(ASSIGNMENT 1) In the methods excerpt, which two databases were searched for articles?
(ASSIGNMENT 2) From the methods excerpt, copy out everything from "We have meticulously" down to "studies were considered.".

(DOCUMENT SEGMENT)
··········

We have meticulously adhered to the Guidelines for Accurate and Transparent Health Estimates Reporting, as well as to the rigorous standards outlined in the Preferred Reporting Items for Systematic Reviews and Meta-Analyses [15, 16].

Search strategy

We performed a comprehensive search to find studies published electronically between 21/03/2001 and 28/01/2023, based on articles available in Pubmed and Scopus databases. keywords and the Medical Subject Heading (MeSH) terms included Cigarette OR “Tobacco” OR “Pipe” OR “Cigar” OR “Hookah” AND Iran OR “Iranian” AND Cancer OR “Tumor” OR “Neoplasm” OR “Neoplasia” OR “Malignancy” OR “Malignancies” OR “Malignant” OR “Benign” Moreover, various types of observational studies, including cohort, cross-sectional, and case–control studies were considered.

Criteria for selection and evaluation of quality of the papers

The search process was executed by two authors, so that they could issue a definitive verdict after careful discussion. The relevant title and abstract of the papers have been carefully examined for having acceptable quality of papers using the STROBE checklist (Strengthening the Reporting of Observational Studies in Epidemiology). Data were extracted on description of cancer type, sample size, study province, study period and data collection method. The aim of this study was to determine the correlation between smoking and the development of cancer. Consequently, the inclusion criteria involved providing an accurate estimation of the frequency of tobacco use among Iranian cancer patients.

··········

(DATA PROVIDED)
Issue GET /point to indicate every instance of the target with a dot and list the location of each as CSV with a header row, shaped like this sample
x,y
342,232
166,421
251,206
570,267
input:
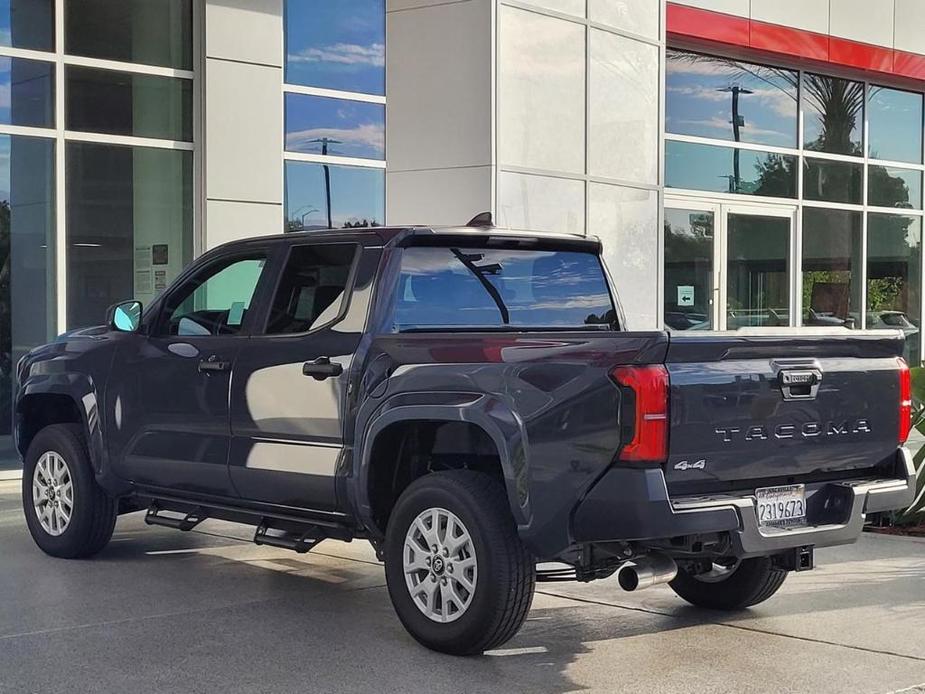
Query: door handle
x,y
213,363
322,368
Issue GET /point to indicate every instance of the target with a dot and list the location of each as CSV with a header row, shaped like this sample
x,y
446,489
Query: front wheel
x,y
732,585
458,576
67,512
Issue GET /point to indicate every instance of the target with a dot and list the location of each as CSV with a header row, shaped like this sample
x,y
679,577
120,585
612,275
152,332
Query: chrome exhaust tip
x,y
650,570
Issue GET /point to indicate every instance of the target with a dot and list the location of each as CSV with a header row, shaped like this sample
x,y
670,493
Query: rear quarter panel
x,y
546,399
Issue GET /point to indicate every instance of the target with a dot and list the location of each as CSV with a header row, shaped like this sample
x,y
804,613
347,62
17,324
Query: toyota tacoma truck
x,y
470,402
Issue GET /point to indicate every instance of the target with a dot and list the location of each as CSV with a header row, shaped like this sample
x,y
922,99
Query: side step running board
x,y
300,543
155,516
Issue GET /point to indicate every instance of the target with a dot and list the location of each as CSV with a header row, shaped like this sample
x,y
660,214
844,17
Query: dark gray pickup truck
x,y
470,403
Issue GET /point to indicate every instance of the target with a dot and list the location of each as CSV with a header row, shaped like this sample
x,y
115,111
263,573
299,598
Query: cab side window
x,y
312,289
216,301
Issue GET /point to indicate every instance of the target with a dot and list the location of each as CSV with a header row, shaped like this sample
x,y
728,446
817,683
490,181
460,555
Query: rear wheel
x,y
458,575
67,512
732,585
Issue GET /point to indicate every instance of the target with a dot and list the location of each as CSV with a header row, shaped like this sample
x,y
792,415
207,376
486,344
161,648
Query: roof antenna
x,y
481,220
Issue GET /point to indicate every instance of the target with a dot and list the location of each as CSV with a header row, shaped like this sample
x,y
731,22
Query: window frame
x,y
208,265
390,285
317,158
282,262
802,203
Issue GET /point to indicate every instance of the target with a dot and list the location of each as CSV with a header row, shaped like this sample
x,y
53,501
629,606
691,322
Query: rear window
x,y
491,288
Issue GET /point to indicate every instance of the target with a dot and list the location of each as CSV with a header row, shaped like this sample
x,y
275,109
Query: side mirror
x,y
124,317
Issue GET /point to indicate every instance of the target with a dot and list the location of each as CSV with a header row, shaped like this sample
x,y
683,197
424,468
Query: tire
x,y
748,583
503,575
92,516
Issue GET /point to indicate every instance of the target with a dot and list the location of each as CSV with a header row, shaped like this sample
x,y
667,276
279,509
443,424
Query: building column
x,y
242,119
439,113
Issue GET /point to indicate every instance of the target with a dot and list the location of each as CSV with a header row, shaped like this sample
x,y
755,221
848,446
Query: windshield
x,y
491,288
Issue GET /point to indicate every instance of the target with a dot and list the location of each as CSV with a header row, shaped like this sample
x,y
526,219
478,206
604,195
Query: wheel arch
x,y
479,415
62,399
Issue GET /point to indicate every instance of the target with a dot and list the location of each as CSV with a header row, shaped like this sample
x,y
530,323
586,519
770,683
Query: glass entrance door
x,y
728,266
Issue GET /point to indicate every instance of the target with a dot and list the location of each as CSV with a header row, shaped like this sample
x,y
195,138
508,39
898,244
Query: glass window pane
x,y
541,203
894,276
319,125
623,108
626,221
27,242
336,44
312,288
728,99
833,181
28,24
321,196
123,103
485,287
831,267
129,225
730,170
575,7
833,118
636,16
29,87
133,31
542,82
757,272
895,129
891,187
216,302
689,236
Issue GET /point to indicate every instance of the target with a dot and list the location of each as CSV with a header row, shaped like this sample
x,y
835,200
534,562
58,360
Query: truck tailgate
x,y
749,408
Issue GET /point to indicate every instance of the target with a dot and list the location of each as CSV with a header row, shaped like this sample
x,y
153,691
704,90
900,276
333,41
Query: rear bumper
x,y
628,504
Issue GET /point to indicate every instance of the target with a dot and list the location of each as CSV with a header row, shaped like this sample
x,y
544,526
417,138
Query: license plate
x,y
781,506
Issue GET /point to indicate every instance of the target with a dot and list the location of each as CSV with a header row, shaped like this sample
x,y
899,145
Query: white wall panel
x,y
626,220
229,221
443,196
243,131
909,34
869,21
438,72
250,31
738,7
811,15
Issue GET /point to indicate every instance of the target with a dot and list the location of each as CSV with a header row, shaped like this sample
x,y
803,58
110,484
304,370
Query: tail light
x,y
650,425
905,401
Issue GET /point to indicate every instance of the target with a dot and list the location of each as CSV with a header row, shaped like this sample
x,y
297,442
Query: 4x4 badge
x,y
686,465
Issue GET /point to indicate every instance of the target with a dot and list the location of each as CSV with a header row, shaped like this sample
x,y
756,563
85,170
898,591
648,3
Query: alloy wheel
x,y
440,565
53,493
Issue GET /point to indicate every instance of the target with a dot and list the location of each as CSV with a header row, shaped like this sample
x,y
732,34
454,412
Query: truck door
x,y
169,387
289,390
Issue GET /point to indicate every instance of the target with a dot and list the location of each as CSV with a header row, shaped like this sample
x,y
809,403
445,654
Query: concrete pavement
x,y
163,611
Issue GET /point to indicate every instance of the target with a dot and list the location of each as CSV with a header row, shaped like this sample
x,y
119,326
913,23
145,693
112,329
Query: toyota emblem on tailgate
x,y
800,384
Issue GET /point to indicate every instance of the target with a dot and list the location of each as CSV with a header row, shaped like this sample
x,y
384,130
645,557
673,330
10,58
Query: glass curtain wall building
x,y
793,197
96,165
334,111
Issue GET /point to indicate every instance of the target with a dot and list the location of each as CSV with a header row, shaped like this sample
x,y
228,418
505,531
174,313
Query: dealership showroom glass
x,y
746,164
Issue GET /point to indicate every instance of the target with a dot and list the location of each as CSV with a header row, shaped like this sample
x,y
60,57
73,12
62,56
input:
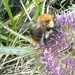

··········

(ANSWER AREA 1) PubMed and Scopus.

(ANSWER AREA 2)
We have meticulously adhered to the Guidelines for Accurate and Transparent Health Estimates Reporting, as well as to the rigorous standards outlined in the Preferred Reporting Items for Systematic Reviews and Meta-Analyses [15, 16].

Search strategy

We performed a comprehensive search to find studies published electronically between 21/03/2001 and 28/01/2023, based on articles available in Pubmed and Scopus databases. keywords and the Medical Subject Heading (MeSH) terms included Cigarette OR “Tobacco” OR “Pipe” OR “Cigar” OR “Hookah” AND Iran OR “Iranian” AND Cancer OR “Tumor” OR “Neoplasm” OR “Neoplasia” OR “Malignancy” OR “Malignancies” OR “Malignant” OR “Benign” Moreover, various types of observational studies, including cohort, cross-sectional, and case–control studies were considered.